TASK DETAILS | The data must be returned in full and exactly as given.

##############################

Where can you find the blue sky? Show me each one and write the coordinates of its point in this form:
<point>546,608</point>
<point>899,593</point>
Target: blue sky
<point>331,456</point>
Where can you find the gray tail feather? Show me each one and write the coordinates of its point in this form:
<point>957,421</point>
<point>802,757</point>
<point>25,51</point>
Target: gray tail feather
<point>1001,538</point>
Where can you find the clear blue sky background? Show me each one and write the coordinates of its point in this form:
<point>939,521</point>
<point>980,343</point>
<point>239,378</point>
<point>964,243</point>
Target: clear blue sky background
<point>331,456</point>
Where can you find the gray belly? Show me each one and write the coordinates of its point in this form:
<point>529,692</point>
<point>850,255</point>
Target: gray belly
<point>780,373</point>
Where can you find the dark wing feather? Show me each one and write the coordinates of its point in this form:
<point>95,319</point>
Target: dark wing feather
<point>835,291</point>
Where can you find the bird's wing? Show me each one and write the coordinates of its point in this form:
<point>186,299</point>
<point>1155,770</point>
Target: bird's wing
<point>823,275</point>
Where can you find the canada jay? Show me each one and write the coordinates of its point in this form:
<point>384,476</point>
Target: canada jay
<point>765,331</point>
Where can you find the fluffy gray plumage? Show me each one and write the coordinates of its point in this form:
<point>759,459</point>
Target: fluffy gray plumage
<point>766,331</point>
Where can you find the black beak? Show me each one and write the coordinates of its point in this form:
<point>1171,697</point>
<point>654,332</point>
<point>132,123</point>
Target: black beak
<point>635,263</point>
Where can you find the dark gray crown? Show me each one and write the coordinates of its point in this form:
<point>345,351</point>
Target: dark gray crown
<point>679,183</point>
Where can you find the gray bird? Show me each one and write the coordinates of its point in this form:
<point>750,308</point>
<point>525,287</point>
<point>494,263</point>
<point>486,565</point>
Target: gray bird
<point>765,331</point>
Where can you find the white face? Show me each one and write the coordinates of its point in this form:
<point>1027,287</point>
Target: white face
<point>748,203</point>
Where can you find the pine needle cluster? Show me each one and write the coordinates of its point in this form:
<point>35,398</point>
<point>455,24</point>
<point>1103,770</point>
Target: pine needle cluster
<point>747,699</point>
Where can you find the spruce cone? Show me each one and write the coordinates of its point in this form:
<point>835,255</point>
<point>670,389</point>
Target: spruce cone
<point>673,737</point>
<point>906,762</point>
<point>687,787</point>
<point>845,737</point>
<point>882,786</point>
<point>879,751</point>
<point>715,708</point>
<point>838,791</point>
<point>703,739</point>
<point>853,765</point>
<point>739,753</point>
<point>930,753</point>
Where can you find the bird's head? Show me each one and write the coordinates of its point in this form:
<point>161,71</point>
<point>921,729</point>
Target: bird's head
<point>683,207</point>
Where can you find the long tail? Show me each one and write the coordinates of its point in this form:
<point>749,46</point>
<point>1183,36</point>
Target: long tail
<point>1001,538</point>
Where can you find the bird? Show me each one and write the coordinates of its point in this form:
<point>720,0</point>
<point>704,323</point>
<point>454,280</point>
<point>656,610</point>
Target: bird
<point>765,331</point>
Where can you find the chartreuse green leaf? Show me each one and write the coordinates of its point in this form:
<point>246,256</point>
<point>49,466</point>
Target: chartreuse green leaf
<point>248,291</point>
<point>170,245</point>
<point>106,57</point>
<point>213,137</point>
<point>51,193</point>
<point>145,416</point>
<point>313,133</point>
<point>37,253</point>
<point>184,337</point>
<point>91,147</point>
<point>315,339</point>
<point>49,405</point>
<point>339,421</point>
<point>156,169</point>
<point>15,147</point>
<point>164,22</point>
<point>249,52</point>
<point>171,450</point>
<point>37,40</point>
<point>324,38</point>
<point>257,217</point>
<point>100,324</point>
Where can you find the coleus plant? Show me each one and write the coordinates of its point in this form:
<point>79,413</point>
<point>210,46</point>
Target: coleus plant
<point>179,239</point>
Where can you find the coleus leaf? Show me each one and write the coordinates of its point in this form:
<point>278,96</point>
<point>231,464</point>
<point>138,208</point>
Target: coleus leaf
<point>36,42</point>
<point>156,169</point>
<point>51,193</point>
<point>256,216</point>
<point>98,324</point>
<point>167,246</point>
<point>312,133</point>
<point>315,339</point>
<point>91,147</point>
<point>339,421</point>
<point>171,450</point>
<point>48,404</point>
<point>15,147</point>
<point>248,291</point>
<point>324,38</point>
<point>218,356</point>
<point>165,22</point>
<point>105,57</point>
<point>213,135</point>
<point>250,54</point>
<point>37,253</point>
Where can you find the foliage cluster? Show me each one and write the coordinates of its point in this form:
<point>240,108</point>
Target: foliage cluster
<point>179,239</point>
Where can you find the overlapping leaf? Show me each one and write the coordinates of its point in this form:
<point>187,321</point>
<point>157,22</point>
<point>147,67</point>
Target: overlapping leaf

##############################

EXERCISE OUTPUT |
Where can you find the blue sky? Show me each one and write the coordinates of its point in this form:
<point>546,608</point>
<point>899,593</point>
Target: blue sky
<point>331,456</point>
Where can you find the gray tail feather? Show me each one and write the coordinates of its point in this form:
<point>957,421</point>
<point>802,757</point>
<point>25,51</point>
Target: gray tail feather
<point>1001,538</point>
Where can you find the clear blue sky background? Show me each one and write the coordinates of its point in this form:
<point>939,521</point>
<point>980,343</point>
<point>239,378</point>
<point>964,243</point>
Target: clear blue sky background
<point>331,456</point>
Where can you find the gray belly? Show me each one and write the coordinates of its point in this form:
<point>529,692</point>
<point>850,255</point>
Target: gray belly
<point>780,373</point>
Where can you find the dark wing feather? Show me each one and write the coordinates of its point in this form:
<point>95,319</point>
Target: dark wing feather
<point>835,291</point>
Where can you find the bird's wing? Show me each one and write the coordinates of its point in this form:
<point>186,299</point>
<point>1155,770</point>
Target: bird's wing
<point>823,275</point>
Where can you find the canada jay? Show me each one and write the coordinates of its point in this form:
<point>384,476</point>
Target: canada jay
<point>765,331</point>
Where can you find the fluffy gray plumage? Show me each one and write the coordinates of its point in this form:
<point>759,459</point>
Target: fluffy gray plumage
<point>766,331</point>
Where can you find the black beak? Show me each one and write the coordinates of its point in this form:
<point>1171,697</point>
<point>654,332</point>
<point>132,123</point>
Target: black beak
<point>635,263</point>
Where can you find the dark gray crown? Show me each one and write the coordinates of its point in this form:
<point>345,351</point>
Target: dark gray crown
<point>679,183</point>
Where can you find the gray bird? Show me each one and write the coordinates of its point in this form:
<point>750,308</point>
<point>525,287</point>
<point>494,263</point>
<point>486,565</point>
Target: gray bird
<point>765,331</point>
Where can you find the white face? Show me each one and write the coordinates of its point in this form:
<point>1027,287</point>
Target: white face
<point>748,203</point>
Where can you find the pine needle cluster? Show me each one and write the coordinates of its point in this form:
<point>35,398</point>
<point>455,24</point>
<point>1103,770</point>
Target: pine needle cluster
<point>747,699</point>
Where can you find the spruce cone? Show me each one and write the coordinates of its point in this form:
<point>835,255</point>
<point>670,389</point>
Target: spruce cone
<point>673,737</point>
<point>906,762</point>
<point>687,787</point>
<point>845,737</point>
<point>882,786</point>
<point>879,751</point>
<point>715,708</point>
<point>838,791</point>
<point>703,739</point>
<point>853,765</point>
<point>739,753</point>
<point>930,753</point>
Where can you find the bird's head? Show me each one and write the coordinates of its point in this form:
<point>161,71</point>
<point>921,729</point>
Target: bird's head
<point>683,207</point>
Where can you find the long tail? Show me each one and write the coordinates of its point in this form:
<point>749,46</point>
<point>1183,36</point>
Target: long tail
<point>1001,538</point>
Where can you find the bird? Show me each one and write the coordinates of its point in this form:
<point>720,0</point>
<point>704,323</point>
<point>454,280</point>
<point>656,610</point>
Target: bird
<point>765,331</point>
Where can you find the chartreuse green leaf? Show me each one and write the coordinates of its point in this form:
<point>246,256</point>
<point>49,466</point>
Target: chartreuse green leaf
<point>248,291</point>
<point>170,245</point>
<point>106,57</point>
<point>213,137</point>
<point>51,193</point>
<point>145,416</point>
<point>313,133</point>
<point>37,253</point>
<point>184,337</point>
<point>91,147</point>
<point>315,339</point>
<point>49,405</point>
<point>339,421</point>
<point>156,169</point>
<point>15,147</point>
<point>164,22</point>
<point>249,52</point>
<point>171,450</point>
<point>37,40</point>
<point>324,38</point>
<point>257,217</point>
<point>100,324</point>
Where can you find the coleus plant? Show me each one and write the coordinates of its point in this form:
<point>79,413</point>
<point>210,46</point>
Target: coleus plant
<point>179,239</point>
Where can you find the coleus leaf? Show me each one and write the coordinates of its point in this form:
<point>278,96</point>
<point>231,464</point>
<point>138,208</point>
Target: coleus leaf
<point>36,42</point>
<point>156,169</point>
<point>51,193</point>
<point>256,216</point>
<point>98,324</point>
<point>167,246</point>
<point>312,133</point>
<point>315,339</point>
<point>91,147</point>
<point>339,421</point>
<point>171,450</point>
<point>48,404</point>
<point>15,147</point>
<point>248,291</point>
<point>324,38</point>
<point>218,356</point>
<point>165,22</point>
<point>105,57</point>
<point>213,135</point>
<point>250,54</point>
<point>37,253</point>
Where can you find the foliage cluster? Show me each one and write the coordinates of its point in this form:
<point>240,108</point>
Target: foliage cluster
<point>179,239</point>
Where can you find the overlapping leaf? Show me each one and write the coordinates of its point in this form:
<point>187,321</point>
<point>157,22</point>
<point>147,67</point>
Target: overlapping leaf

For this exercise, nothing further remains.